** Data under study follows **
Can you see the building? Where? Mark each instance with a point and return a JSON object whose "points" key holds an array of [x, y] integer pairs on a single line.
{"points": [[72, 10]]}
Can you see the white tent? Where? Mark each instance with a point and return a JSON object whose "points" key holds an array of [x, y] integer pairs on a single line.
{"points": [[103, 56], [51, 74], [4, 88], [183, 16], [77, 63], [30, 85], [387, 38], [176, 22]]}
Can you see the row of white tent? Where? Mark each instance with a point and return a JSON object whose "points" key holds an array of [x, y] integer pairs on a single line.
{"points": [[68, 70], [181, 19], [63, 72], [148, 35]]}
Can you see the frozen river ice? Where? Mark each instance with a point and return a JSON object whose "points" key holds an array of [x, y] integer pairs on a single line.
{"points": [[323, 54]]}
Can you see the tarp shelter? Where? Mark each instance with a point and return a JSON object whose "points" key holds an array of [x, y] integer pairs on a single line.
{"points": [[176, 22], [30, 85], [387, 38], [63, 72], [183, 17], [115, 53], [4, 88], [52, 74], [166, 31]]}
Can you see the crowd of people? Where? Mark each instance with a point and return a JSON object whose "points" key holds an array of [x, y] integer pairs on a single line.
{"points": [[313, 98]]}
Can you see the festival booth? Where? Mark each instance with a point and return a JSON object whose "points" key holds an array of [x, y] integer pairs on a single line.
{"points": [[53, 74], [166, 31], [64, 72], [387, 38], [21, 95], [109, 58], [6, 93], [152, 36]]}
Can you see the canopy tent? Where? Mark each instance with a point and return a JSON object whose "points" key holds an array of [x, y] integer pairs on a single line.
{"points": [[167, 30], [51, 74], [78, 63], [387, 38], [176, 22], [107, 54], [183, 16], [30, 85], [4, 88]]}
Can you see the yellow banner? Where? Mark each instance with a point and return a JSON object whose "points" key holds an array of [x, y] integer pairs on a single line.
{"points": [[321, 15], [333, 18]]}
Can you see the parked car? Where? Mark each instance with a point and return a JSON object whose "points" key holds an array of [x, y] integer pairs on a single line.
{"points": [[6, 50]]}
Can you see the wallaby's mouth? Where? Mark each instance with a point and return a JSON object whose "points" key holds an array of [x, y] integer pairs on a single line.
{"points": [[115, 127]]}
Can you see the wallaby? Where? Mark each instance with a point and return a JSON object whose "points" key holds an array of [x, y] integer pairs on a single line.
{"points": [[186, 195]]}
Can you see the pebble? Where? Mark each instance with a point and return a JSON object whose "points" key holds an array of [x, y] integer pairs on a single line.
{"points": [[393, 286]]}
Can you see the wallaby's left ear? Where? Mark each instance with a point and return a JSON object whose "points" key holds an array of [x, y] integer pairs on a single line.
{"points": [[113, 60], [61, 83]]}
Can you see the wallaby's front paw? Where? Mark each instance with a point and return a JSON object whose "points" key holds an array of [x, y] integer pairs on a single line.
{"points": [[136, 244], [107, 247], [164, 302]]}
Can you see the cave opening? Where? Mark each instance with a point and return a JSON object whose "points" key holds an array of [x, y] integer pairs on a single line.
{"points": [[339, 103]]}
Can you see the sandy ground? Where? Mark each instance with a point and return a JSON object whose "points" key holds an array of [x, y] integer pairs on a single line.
** End of Data under study **
> _What is needed_
Transcribe exactly the line containing "Can you see the wallaby's front" and all remaining lines of the material, ending with the last one.

> _Task response_
Can you see the wallaby's front paw? Where? Mark each instance with a point and return a JSON object whose "points" key holds an array of [x, y] integer pairs on a single line.
{"points": [[136, 244], [107, 247], [164, 302]]}
Can you see the cave opening? Where? Mark each instance with a point and return a JSON object whose "points" key holds an array of [x, y] integer pairs on a single line.
{"points": [[339, 103]]}
Can you see the sandy ground? Where? Mark each instance with a point and return a JSON object whose "points" key holds an array of [x, y] integer pairs on a single line.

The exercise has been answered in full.